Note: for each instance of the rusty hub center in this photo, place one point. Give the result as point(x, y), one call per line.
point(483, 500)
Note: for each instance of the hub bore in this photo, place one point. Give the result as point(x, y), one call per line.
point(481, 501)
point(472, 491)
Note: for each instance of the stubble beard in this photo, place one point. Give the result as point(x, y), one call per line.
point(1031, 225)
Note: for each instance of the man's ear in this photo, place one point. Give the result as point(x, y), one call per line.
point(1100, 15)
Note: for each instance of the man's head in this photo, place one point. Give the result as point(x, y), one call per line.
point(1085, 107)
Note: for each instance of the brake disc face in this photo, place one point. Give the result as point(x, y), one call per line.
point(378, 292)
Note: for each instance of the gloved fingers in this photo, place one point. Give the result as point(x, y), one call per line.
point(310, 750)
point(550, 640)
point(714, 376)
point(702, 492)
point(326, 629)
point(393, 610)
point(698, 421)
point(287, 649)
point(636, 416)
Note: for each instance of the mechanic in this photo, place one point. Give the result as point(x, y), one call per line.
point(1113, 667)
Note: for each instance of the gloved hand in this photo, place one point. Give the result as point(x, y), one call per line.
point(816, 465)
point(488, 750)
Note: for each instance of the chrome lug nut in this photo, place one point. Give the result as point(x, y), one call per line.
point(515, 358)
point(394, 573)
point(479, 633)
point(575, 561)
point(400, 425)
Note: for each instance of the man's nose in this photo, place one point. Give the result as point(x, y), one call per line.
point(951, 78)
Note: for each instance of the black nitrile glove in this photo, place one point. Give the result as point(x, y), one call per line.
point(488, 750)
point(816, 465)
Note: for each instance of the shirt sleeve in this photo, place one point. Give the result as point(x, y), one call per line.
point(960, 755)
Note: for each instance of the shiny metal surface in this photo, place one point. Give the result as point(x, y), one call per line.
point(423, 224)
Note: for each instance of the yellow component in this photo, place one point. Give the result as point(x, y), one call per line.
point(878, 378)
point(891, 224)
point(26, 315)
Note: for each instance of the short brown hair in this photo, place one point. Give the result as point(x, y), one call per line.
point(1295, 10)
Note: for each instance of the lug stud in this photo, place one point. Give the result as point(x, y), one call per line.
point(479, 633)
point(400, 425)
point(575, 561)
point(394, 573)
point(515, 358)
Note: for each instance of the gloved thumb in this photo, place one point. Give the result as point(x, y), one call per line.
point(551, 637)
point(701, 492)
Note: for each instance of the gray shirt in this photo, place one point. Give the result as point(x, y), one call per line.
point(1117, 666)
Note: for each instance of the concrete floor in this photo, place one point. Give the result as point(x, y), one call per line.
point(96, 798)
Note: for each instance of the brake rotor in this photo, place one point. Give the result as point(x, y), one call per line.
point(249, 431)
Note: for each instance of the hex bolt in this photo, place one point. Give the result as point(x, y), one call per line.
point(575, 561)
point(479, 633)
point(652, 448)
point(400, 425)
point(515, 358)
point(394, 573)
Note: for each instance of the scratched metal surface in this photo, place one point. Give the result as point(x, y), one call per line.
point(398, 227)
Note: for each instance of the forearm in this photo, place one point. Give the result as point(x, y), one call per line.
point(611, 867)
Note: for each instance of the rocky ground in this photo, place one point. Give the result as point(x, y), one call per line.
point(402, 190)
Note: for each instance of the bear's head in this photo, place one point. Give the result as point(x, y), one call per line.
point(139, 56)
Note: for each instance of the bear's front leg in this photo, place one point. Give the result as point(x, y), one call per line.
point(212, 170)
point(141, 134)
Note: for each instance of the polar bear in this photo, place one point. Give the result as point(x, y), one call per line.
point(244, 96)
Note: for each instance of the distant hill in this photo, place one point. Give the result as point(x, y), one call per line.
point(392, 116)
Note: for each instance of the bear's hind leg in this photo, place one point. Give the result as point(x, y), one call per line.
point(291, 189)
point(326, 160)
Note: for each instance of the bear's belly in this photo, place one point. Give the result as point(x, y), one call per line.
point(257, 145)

TASK DIRECTIONS: Every record must be transcribed precisely, down to the last character.

RESULT BELOW:
Note: for each instance of the rusty hub center in this photo, place one point. Give the result as point(x, y), one call per line.
point(483, 500)
Note: for each instance of the hub bore in this photo, place one point. Give the result as point(x, y), one call per line.
point(481, 501)
point(472, 491)
Note: for each instance of the stubble beard in this photo, place one point. Give the result as point(x, y), one call per line.
point(1031, 225)
Note: for each instance of the man's ear in this photo, place one point. Give the result as point(x, y), one call per line.
point(1100, 15)
Note: for each instance of the man's head in this photo, place one point. Give the result as point(x, y), one call per line.
point(1085, 107)
Note: for each instance of the brake disc face in this photo, place one point. Give the result as point(x, y), one call per line.
point(378, 292)
Note: for each instance of the gloved fingers in this photo, place one point. Give the result as point(x, y), one call per line.
point(310, 750)
point(550, 640)
point(714, 376)
point(702, 492)
point(326, 629)
point(393, 610)
point(698, 421)
point(287, 649)
point(636, 416)
Note: for each instance of the mechanic in this photo, place one point. Give the result as point(x, y), one call per line.
point(1113, 667)
Note: for each instance of the gloved hand in this photo, place one point. Give the result as point(x, y), one call per line.
point(816, 465)
point(488, 750)
Note: for each instance of the chrome lug nut in this photo, place one point. Give the result as point(x, y), one call per line.
point(515, 358)
point(394, 573)
point(479, 633)
point(575, 561)
point(400, 425)
Note: for each instance of the man's nose in this photo, place one point. Give the result as point(x, y), one call per line.
point(951, 78)
Note: for each instance of the black nitrile glove in this photo, place one point. Give the result as point(x, y), one call per line.
point(488, 750)
point(816, 465)
Note: for each instance of the shirt sleeve in this photo, place one point. Give the result as point(x, y), one call per line.
point(960, 755)
Note: for each instance of the shiny metal surface in this photo, place one point. Give the result as point(x, y), one call per line.
point(423, 224)
Note: for each instance of the yellow component in this photo, place one point. Give the result as point(x, y), one call per line.
point(878, 378)
point(891, 224)
point(26, 315)
Note: for each instance of the short brown hair in this photo, place one point. Give the result as point(x, y), one call per line.
point(1295, 10)
Note: for each instance of the lug stud in this photo, place one point. Give the result as point(x, y), one call per line.
point(479, 633)
point(400, 425)
point(575, 561)
point(394, 573)
point(515, 358)
Note: for each instance of the gloved thumb in this photo, place one point. Give the result as point(x, y), one call per line.
point(551, 637)
point(701, 492)
Note: for each instance of the gray shirt in this photo, place one point. Give the result as point(x, y), one call per line.
point(1117, 666)
Note: for each instance of the concrete floor in this photo, place one point. Give the result as point(x, y), one call per line.
point(96, 798)
Note: for each instance of the brake rotor in this photo, place one point. Give the result as point(x, y), one call per line.
point(249, 431)
Note: for each instance of the hex bolt in this photo, place one point. Give the result as point(x, y), one call per line.
point(575, 561)
point(479, 633)
point(652, 448)
point(400, 425)
point(515, 358)
point(394, 573)
Note: for each instance of the scratched metal surface in this photo, place one point. Give the result as point(x, y), one call per line.
point(398, 227)
Note: for each instance of the forearm in this photo, place one point. Give the result as point(x, y), one call per line.
point(611, 867)
Note: for each instance of the rocky ground in this photo, place one point. Give the result as point(x, y), one call per line.
point(402, 190)
Note: for each instance of the bear's head in this photo, place one point. Give the result as point(x, y), one call per line.
point(139, 56)
Note: for each instance of the bear's front leg in this photo, place one point. Give the result as point(x, y), one call per line.
point(212, 170)
point(141, 134)
Note: for each instance of the polar bear in this photo, place one point. Give the result as point(x, y), one call per line.
point(244, 96)
Note: for each instance of the distant hill in this photo, place one point. Give the result as point(x, y), one call per line.
point(392, 116)
Note: for each instance of the bear's hind leg in this photo, place one point. Give the result as point(x, y), one call per line.
point(291, 189)
point(326, 160)
Note: for each instance of the bear's belly in this photo, place one point. Give the result as point(x, y), one call per line.
point(257, 145)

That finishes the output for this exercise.